Il grasso ha un suo gusto specifico Ma, credeteci, non è un granché

Il grasso, quello fisico, legato cioè alla pura ciccia e alla battaglia con la bilancia, lo conosciamo tutti. Visivamente parlando, si intende. Eppure il grasso pare che oltre ad una specifica ‘consistenza’ abbia anche un sapore ben definito. Non propriamente buono, tutt’altro, ma che comunque ci piace e anche molto. È quanto emerso da una ricerca della Purdue University, negli Stati Uniti, e supportata dal Department of Agriculture di Grant Hatch, e pubblicata sulla rivista Chemical Senses.
La scoperta. Cinque gusti + 1. Recentissimo, insolito e strano e per lo più ancora irriconoscibile al palato: è il sapore del "grasso" che va ad unirsi ai cinque altri confratelli, i tradizionali e ben noti sapori del dolce, agro, salato, amaro e umami, quello tipico del glutammato cioè di tutti gli alimenti che contengono molte proteine come carne e formaggio. Scientificamente lo hanno chiamato ‘oleogusto’, da una parola di derivazione latina, e pare che il nostro palato (a dire la verità ancora di pochi) sia capace di riconoscerlo e di distinguerlo dagli altri. Almeno secondo quando hanno sperimentato alcuni ricercatori ricercatori americani che hanno messo alla prova assaggio 54 volontari, invitandoli a testare svariate miscele simili ma con gusti diversi. Tutti hanno riconosciuto, come è ovvio e senza difficoltà, dolce, salato e acido. Non è stato così invece per i gusti amaro, umami (che è stato scoperto nel Novecento e oggi viene largamente impiegato nell’industria alimentare) e grasso che i ricercatori hanno raggruppato in un insieme definito “nebulous bucket”, ovvero scomparto indistinto, appunto, vista la poca sensibilità palatale verso questi ultimi. Ma 28 partecipanti, nonostante tutto, ci sono riusciti e poiché il palato potrebbe ingannare, gli scienziati hanno rimosso consistenza e odore ‘grassi’ per togliere ogni indizio ‘gustativo’. Ed è successo che il 64 percento dei partecipanti all’esperimento poteva distinguere un campione di acido grasso dagli altri gusti.

• _DATI ESERCIZIO_
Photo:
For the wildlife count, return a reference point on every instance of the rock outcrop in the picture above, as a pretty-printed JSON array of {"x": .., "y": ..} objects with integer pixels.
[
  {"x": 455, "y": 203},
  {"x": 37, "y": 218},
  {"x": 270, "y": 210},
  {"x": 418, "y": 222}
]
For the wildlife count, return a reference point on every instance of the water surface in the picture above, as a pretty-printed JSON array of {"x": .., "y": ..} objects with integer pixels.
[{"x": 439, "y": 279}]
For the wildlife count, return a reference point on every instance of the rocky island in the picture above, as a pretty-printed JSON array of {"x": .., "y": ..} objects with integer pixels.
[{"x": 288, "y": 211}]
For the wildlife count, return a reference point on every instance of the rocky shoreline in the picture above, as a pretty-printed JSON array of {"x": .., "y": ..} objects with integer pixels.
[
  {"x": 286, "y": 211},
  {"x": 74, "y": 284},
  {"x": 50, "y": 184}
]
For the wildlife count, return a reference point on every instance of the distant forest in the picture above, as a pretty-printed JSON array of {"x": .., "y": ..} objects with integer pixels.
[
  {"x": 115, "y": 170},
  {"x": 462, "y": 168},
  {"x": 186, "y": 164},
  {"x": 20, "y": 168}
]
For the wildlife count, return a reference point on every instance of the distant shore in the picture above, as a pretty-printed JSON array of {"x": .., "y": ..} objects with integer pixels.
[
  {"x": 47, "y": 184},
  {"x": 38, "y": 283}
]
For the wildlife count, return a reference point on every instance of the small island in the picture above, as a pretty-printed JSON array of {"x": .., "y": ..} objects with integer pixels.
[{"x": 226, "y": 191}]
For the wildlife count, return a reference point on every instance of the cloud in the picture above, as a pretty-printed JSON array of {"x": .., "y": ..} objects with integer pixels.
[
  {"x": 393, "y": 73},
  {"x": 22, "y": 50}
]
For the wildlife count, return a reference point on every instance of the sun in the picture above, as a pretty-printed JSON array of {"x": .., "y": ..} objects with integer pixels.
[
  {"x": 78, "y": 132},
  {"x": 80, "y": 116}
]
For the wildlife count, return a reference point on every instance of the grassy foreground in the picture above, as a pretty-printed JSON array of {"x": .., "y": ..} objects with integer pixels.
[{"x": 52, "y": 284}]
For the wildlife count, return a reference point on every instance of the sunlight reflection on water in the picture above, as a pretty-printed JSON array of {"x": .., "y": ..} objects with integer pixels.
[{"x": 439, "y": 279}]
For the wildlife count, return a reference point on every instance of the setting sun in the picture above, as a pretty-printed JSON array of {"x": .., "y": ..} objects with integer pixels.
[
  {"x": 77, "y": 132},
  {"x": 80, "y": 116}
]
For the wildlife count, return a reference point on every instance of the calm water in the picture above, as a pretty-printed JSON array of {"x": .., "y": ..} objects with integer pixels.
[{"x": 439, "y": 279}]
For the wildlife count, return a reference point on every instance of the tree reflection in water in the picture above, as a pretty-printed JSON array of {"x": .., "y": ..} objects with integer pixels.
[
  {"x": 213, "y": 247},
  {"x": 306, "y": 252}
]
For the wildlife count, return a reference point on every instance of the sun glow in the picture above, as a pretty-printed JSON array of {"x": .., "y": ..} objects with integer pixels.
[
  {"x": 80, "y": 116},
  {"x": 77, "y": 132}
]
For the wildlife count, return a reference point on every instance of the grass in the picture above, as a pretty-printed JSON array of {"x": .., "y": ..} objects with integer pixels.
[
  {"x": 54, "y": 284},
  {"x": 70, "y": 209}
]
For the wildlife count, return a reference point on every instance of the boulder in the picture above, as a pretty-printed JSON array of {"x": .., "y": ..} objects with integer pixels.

• _COMPITO_
Secondo il brano sul gusto del grasso, quale nome hanno dato gli scienziati al sapore del grasso?

• _SOLUZIONE ESERCIZIO_
Lo hanno chiamato "oleogusto".